What this task involves: Each line from the one that contains "point: shirt button" through the end of the entries should be repeated exactly, with nothing added.

Raw data:
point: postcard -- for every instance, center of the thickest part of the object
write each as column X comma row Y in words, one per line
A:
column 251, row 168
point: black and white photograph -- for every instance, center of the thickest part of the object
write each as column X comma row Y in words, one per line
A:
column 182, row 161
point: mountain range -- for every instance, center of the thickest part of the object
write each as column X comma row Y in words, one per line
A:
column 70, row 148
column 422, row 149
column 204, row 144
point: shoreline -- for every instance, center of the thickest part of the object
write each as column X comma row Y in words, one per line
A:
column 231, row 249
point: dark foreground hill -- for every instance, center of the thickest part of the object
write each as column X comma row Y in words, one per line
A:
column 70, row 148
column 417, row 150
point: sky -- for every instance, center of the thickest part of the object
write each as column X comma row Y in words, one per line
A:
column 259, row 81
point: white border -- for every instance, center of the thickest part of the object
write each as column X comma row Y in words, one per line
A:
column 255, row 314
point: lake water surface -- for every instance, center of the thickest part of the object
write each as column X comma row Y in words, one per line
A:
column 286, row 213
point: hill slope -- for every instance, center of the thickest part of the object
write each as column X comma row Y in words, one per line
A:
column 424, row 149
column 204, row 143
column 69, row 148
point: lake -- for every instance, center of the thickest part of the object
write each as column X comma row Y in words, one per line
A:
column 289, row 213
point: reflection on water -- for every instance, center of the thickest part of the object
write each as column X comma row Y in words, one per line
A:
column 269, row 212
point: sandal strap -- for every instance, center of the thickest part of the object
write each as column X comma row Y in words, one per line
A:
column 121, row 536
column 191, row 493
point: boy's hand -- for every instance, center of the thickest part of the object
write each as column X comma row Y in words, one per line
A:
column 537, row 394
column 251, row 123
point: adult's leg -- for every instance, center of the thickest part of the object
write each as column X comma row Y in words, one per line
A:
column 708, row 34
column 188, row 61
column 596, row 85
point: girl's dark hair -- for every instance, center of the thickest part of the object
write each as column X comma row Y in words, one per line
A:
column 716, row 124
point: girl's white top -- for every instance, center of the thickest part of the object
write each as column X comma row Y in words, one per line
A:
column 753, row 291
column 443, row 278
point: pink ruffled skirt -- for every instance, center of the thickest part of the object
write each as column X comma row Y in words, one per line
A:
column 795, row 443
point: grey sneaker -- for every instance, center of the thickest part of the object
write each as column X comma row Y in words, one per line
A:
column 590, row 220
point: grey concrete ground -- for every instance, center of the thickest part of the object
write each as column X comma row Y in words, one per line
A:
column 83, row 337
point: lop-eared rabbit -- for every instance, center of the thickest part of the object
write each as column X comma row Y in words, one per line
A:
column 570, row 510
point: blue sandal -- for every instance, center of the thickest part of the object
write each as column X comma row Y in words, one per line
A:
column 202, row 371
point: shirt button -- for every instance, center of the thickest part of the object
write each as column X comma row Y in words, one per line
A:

Task output:
point: shirt button -- for every instance, center of the thickest part of the object
write each as column X comma row Y in words, one per line
A:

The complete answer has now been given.